# [Problem]
Whatever the data contains, copy all of it exactly.

# [Source records]

━━━━━━━━━━━━━━━━━━━━━━━━━━━━━━

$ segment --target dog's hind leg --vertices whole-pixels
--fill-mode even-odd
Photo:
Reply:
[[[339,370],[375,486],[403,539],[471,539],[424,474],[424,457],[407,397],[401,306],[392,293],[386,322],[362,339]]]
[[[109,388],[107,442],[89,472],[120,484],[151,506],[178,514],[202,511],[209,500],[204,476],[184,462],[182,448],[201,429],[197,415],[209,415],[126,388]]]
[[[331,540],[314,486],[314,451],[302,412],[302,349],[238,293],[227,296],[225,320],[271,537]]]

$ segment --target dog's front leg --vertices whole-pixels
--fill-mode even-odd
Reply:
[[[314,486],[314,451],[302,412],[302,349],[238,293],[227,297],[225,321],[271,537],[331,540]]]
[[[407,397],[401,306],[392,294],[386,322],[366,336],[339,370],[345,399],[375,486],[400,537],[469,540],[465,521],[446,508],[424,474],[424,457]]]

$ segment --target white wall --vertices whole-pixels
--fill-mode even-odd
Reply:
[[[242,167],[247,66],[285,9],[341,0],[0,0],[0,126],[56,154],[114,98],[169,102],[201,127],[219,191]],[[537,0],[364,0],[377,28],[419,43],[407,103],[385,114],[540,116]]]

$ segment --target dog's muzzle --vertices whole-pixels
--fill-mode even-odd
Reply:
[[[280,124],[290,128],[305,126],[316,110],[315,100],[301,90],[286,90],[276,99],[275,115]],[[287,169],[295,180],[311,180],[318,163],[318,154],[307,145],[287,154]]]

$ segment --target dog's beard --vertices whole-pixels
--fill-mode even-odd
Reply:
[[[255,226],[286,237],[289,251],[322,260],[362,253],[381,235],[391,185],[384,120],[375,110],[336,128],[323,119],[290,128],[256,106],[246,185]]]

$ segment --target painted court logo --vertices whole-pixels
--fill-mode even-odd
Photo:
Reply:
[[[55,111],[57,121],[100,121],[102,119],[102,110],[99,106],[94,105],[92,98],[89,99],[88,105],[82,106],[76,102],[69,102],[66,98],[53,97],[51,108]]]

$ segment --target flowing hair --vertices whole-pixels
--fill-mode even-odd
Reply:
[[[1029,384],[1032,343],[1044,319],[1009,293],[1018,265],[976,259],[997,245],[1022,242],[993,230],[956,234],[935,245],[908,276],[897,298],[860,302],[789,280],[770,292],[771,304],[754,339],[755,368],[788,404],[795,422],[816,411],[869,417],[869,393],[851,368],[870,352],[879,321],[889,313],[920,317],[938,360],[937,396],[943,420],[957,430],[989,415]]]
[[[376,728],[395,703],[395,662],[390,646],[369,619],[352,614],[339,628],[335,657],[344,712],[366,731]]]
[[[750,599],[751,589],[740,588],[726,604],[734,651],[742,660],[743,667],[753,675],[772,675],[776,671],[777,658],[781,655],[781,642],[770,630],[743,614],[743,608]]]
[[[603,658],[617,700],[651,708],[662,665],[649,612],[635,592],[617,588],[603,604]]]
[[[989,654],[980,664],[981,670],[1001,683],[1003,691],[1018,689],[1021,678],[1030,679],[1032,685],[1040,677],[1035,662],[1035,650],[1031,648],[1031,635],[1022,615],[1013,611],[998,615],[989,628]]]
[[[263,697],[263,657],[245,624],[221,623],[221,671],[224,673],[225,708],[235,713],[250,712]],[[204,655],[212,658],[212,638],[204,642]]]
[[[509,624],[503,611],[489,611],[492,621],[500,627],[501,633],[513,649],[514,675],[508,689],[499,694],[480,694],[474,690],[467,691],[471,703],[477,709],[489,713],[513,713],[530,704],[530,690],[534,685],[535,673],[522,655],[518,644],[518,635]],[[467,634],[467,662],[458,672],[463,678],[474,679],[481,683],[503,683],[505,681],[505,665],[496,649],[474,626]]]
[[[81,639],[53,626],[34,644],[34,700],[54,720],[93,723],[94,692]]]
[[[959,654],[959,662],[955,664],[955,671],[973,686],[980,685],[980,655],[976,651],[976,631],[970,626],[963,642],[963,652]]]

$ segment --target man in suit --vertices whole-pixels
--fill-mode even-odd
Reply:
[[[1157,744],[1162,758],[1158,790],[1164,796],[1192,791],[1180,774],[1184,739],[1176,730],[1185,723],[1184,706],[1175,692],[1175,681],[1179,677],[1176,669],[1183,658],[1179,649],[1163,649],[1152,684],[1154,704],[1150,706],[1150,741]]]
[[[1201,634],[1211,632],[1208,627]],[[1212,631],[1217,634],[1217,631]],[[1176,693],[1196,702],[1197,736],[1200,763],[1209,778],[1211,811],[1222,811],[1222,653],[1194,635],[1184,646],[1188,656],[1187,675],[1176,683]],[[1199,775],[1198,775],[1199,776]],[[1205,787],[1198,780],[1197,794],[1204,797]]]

━━━━━━━━━━━━━━━━━━━━━━━━━━━━━━

# [Worked solution]
$ segment --target dog's hind leg --vertices whole-pixels
--fill-mode even-odd
Photo:
Reply:
[[[339,370],[375,486],[403,539],[471,539],[424,474],[424,457],[407,397],[401,306],[392,293],[386,322],[362,339]]]
[[[109,388],[107,442],[89,472],[120,484],[151,506],[178,514],[202,511],[209,500],[204,476],[184,462],[182,448],[201,429],[197,415],[209,415],[126,388]]]
[[[331,540],[314,486],[314,451],[302,412],[302,349],[238,293],[227,296],[225,320],[271,537]]]

$ segment --target dog's front leg --vertices whole-pixels
--fill-mode even-odd
Reply:
[[[314,486],[314,451],[302,412],[302,349],[238,293],[227,297],[225,321],[271,537],[331,540]]]
[[[407,397],[401,306],[392,294],[386,322],[366,336],[339,370],[345,399],[375,486],[400,537],[469,540],[465,521],[446,508],[424,474],[424,457]]]

$ segment --target white wall --vertices whole-pixels
--fill-mode even-odd
Reply:
[[[242,167],[247,66],[285,9],[341,0],[0,0],[0,126],[56,154],[114,98],[169,102],[201,127],[219,191]],[[537,0],[364,0],[377,28],[419,43],[407,103],[385,114],[540,116]]]

$ segment --target dog's muzzle --vertices whole-pixels
--fill-mode even-odd
Reply:
[[[280,124],[290,128],[305,126],[316,110],[315,100],[301,90],[286,90],[276,99],[275,115]],[[287,169],[295,180],[311,180],[318,163],[318,154],[307,145],[287,154]]]

$ segment --target dog's beard --vertices whole-pixels
--fill-mode even-odd
Reply:
[[[255,226],[286,237],[289,251],[322,260],[362,253],[381,235],[391,185],[384,120],[375,110],[336,128],[323,119],[290,128],[256,106],[246,185]]]

$ segment --target painted court logo --vertices whole-pixels
--fill-mode even-odd
Photo:
Reply:
[[[55,111],[57,121],[100,121],[102,119],[102,110],[99,106],[94,105],[92,98],[89,99],[88,105],[82,106],[76,102],[69,102],[66,98],[53,97],[51,108]]]

$ segment --target flowing hair --vertices whole-pixels
--fill-mode even-odd
Reply:
[[[1029,384],[1032,343],[1044,319],[1009,293],[1018,265],[976,259],[997,245],[1022,242],[993,230],[956,234],[935,245],[908,276],[897,298],[860,302],[789,280],[770,292],[771,304],[754,339],[755,368],[788,404],[795,422],[816,411],[869,417],[869,393],[851,368],[870,352],[879,321],[889,313],[920,317],[938,360],[937,396],[943,420],[957,430],[989,415]]]
[[[376,728],[395,703],[395,662],[390,646],[369,619],[352,614],[339,628],[335,657],[344,712],[366,731]]]
[[[750,599],[751,589],[740,588],[726,604],[734,651],[742,660],[743,667],[753,675],[772,675],[776,671],[777,658],[781,655],[781,642],[770,630],[743,614],[743,608]]]
[[[603,658],[617,700],[651,708],[662,665],[649,612],[635,592],[617,588],[603,604]]]
[[[989,654],[980,664],[981,670],[1001,683],[1003,691],[1018,689],[1021,678],[1030,679],[1032,685],[1040,677],[1035,662],[1035,650],[1031,648],[1031,635],[1022,615],[1013,611],[998,615],[989,628]]]
[[[263,697],[263,657],[245,624],[221,623],[221,671],[224,673],[225,708],[235,713],[250,712]],[[204,655],[212,658],[212,638],[204,642]]]
[[[509,624],[503,611],[489,611],[492,621],[500,627],[501,633],[513,649],[514,675],[508,689],[499,694],[480,694],[474,690],[467,691],[471,703],[477,709],[489,713],[513,713],[530,704],[530,690],[534,685],[535,673],[522,655],[518,644],[518,635]],[[467,634],[467,662],[458,672],[463,678],[474,679],[481,683],[503,683],[505,681],[505,665],[496,649],[474,626]]]
[[[81,639],[53,626],[34,644],[34,700],[54,720],[93,723],[94,692]]]
[[[959,654],[959,662],[955,664],[955,671],[973,686],[980,685],[980,655],[976,651],[976,631],[970,626],[963,642],[963,652]]]

$ segment --target man in suit --vertices whole-pixels
--fill-mode even-odd
Reply:
[[[1157,744],[1162,758],[1158,790],[1164,796],[1192,791],[1180,774],[1184,739],[1176,730],[1185,723],[1184,706],[1175,692],[1175,681],[1179,677],[1176,669],[1183,658],[1179,649],[1163,649],[1152,684],[1154,704],[1150,706],[1150,741]]]
[[[1201,634],[1211,632],[1208,627]],[[1212,631],[1217,634],[1217,631]],[[1176,693],[1196,702],[1197,736],[1200,763],[1209,778],[1211,811],[1222,811],[1222,653],[1194,635],[1184,646],[1188,656],[1187,675],[1176,683]],[[1199,775],[1198,775],[1199,776]],[[1205,787],[1198,780],[1197,794],[1204,797]]]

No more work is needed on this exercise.